# [EXERCISE 1]
According to the Anthony Levatino profile, why did Levatino and his wife adopt Heather? Answer in one or two sentences.
# [EXERCISE 2]
Summarize the Anthony Levatino profile in two sentences.
# [EXERCISE 3]
List every academic or medical institution named in the Anthony Levatino profile.

# [SELECTED PASSAGE]

= Anthony Levatino =

American pro-life obstetrician

Anthony Levatino is an American obstetrician/gynecologist. He formerly served as a professor and Student and Residency program director at Albany Medical Center.

== Biography ==
Dr. Anthony Levatino, M.D./J.D. graduated with a Doctor of Medicine degree from Albany Medical College in 1976. In 1993, Dr. Anthony Levatino earned his Juris Doctor degree from Albany Law School in Albany, New York. He served seven years on the faculty of the Albany Medical College, where he taught medical students and medical residents obstetrics and gynecology.

Levatino and his wife attempted to conceive a child without success, and they consequently adopted a young girl, Heather. During the adoption process, Levatino's wife became pregnant with a baby boy. After the family adopted Heather, Levatino continued to perform abortions. Two months prior to Heather's sixth birthday, she was struck and killed by a car. After this event, Levatino had difficulty performing abortions.

For the first time in my career after all those years and all those abortions, I looked… I really looked at that pile of body parts on the side of the table... And I didn't see her wonderful right to choose and I didn't see what a great doctor I was helping her with her problem, and I didn't even see the $800 cash I just made in 15 minutes. All I could see was somebody's son or daughter.
— Dr. Anthony Levatino

He stopped doing second and third trimester abortions and eventually stopped them completely. In his career, he performed over 1,200 abortions. He is currently a faculty member at Burrell College of Osteopathic Medicine.

He has testified before Congress as an expert witness. There are numerous interviews of his testimony and is now actively involved in prolife advocacy.

Stored entries
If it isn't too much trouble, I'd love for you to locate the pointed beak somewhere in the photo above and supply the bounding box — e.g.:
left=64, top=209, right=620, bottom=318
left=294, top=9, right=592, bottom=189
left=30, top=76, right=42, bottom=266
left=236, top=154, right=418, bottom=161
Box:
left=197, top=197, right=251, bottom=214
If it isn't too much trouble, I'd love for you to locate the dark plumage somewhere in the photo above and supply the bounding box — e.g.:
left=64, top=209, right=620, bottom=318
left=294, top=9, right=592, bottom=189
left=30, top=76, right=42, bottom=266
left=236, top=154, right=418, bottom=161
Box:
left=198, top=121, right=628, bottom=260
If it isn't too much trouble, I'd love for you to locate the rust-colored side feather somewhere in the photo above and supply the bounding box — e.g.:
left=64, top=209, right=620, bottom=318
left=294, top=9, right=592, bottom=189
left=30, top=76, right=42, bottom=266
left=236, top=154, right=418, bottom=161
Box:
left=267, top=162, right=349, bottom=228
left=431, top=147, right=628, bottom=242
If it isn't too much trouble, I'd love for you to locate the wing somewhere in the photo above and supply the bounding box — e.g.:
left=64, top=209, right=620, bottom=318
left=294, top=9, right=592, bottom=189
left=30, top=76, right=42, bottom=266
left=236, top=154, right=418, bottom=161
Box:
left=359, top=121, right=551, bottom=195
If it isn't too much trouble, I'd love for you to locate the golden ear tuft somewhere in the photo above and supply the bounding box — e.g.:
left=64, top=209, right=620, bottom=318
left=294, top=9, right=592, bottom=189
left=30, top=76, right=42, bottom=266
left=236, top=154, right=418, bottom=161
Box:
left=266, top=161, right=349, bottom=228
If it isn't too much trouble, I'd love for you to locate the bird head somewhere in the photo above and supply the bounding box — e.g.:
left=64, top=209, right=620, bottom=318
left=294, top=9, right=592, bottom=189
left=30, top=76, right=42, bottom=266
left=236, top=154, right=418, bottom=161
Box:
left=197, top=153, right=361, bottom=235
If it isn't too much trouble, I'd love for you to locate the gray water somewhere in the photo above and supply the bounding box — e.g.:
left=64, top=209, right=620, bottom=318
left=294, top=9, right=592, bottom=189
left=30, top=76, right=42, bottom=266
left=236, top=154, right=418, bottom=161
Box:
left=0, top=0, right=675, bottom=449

# [RESPONSE AREA 1]
They had tried to conceive a child without success, so they adopted Heather.

# [RESPONSE AREA 2]
Anthony Levatino is an American obstetrician/gynecologist who earned a Doctor of Medicine degree from Albany Medical College in 1976 and a Juris Doctor degree from Albany Law School in 1993, and he taught obstetrics and gynecology at Albany Medical College for seven years. After his adopted daughter Heather was struck and killed by a car, he had difficulty performing abortions and eventually stopped them completely, having performed over 1,200; he now teaches at Burrell College of Osteopathic Medicine, has testified before Congress as an expert witness, and is active in pro-life advocacy.

# [RESPONSE AREA 3]
- Albany Medical Center
- Albany Medical College
- Albany Law School
- Burrell College of Osteopathic Medicine